Sessenta e quatro anos após o famoso Maracanaço, em 1950, o Brasil voltava a receber uma Copa do Mundo. A euforia estava nas alturas e a conquista do hexa jogando em casa contagiava os brasileiros. Mas o que aconteceu em 2014 ainda está fresco na memória de todos e dói até hoje. Depois da Alemanha aplicar acachapantes sete gols na semifinal contra o Brasil e bater a Argentina na final, o vestibular para falso 9 foi o mais concorrido da Fuvest naquele ano e a Catho Online registrou um número recorde de centroavantes de ofício buscando novos empregos.

O falso 9 consiste em povoar o meio de campo para ter maior posse de bola e permitir que um jogador de trás chegue à área com boas chances de finalizar. Para isso, é importante a participação dos volantes no jogo. E aquela seleção alemã contava com a dupla Khedira e Toni Kroos, ambos com muita habilidade para distribuir passes. O volante não poderia mais ser apenas aquele carniceiro que mata as jogadas. O centroavante, por sua vez, passou a sair mais da área para buscar o jogo e abrir espaços para os meias também pisarem na casinha.

A Copa da Rússia e seus reflexos no futebol de hoje

Como uma nova Copa sempre deixa seu legado, coube à França transformar o 4-3-3 em sensação. Como num passe de mágica e quase sem perceber, esse esquema se tornou o mais popular no futebol atual. Poderíamos passar horas dando exemplos, como Griezmann-Messi-Soares, Mané-Salah-Firmino, Neymar-Mabappe-Cavani, até chegar ao nosso atual Anthony-Pato-Pablo (se assim o nosso Departamento Médico permitir…). Há pouco tempo, a realidade com Diego Aguirre era Everton-Rojas-Diego Souza. Jogadores diferentes, técnico diferente, mas esquema similar.
────────────────
ATIVIDADES PROPOSTAS:
A: Liste todos os países citados no texto sobre táticas de futebol.
B: Indique se cada afirmação concorda com o texto sobre táticas de futebol, respondendo sim ou não e citando as palavras do texto que decidem a questão: (i) a Alemanha venceu a Argentina na final de 2014; (ii) no falso 9, o centroavante permanece sempre dentro da área; (iii) coube à Alemanha transformar o 4-3-3 em sensação.
C: Dê continuidade ao texto sobre táticas de futebol a partir do ponto em que ele para.
As entradas não são usadas nesta parte.

DADOS FORNECIDOS:
────────────────
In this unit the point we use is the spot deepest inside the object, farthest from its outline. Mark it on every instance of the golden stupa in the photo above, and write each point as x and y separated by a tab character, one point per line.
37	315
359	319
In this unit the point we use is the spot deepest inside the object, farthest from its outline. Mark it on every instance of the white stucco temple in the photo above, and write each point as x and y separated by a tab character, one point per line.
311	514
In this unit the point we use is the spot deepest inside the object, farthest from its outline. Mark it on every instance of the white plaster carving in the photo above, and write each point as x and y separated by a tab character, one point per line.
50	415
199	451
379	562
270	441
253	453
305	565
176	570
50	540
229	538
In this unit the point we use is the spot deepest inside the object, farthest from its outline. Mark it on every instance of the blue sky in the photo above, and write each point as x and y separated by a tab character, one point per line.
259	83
────────────────
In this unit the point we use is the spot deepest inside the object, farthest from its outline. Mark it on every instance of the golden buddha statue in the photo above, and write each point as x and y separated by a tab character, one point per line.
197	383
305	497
────────────────
RESPOSTAS NUMERADAS:
A: Brasil, Alemanha, Argentina, Rússia e França.

B:
(i) Sim: "bater a Argentina na final".
(ii) Não: "O centroavante, por sua vez, passou a sair mais da área para buscar o jogo".
(iii) Não: "coube à França transformar o 4-3-3 em sensação".

C:
No entanto, analisando o elenco são-paulino, podemos dizer que o clube adotou o 4-3-3 em virtude das joias de Cotia. Eles reúnem aquilo que o jogador brasileiro tem de melhor: explosão, rapidez, agilidade, drible, criatividade. Adjetivos não faltam para jogadores como David Neres, Luiz Araújo, Antony e Toró. Além de bons de bola, são excelentes fontes de receita para o clube.

Mas será que o 4-3-3 é mesmo o melhor estilo de jogo para o São Paulo? O leitor já deve ter percebido que em muitos jogos o time deixa de criar exatamente por haver um buraco no meio de campo. Quando o São Paulo tem o domínio da bola, o jeito é sempre abrir para um ponta tentar o jogo pelos flancos, na espera de um centroavante bem colocado para finalizar. E por vezes foi assim que o tricolor chegou a importantes vitórias em 2019.

Mas no mundo da bola as coisas nem sempre acontecem como previstas. A realidade do time são-paulino é o domínio da posse de bola, mas pouca definição. Contra um adversário bem postado, nossos pontas ficam sem alternativas de jogo pelas beirados do gramado e, em vão, recorrem a um companheiro pelo meio.

Começamos o ano com Nenê, Everton Felipe, Igor Gomes e Hernanes na posição. Nenê vivia má fase e foi negociado, Everton Felipe é preterido pela comissão técnica, Igor Gomes recebe poucos minutos por jogo e Hernanes está em um relacionamento sério com o Departamento Médico. Com isso, coube ao recém-contratado Vitor Bueno o papel de armador. Mas este, apesar de decisivo em um jogo importante, parece ainda estar longe de convencer.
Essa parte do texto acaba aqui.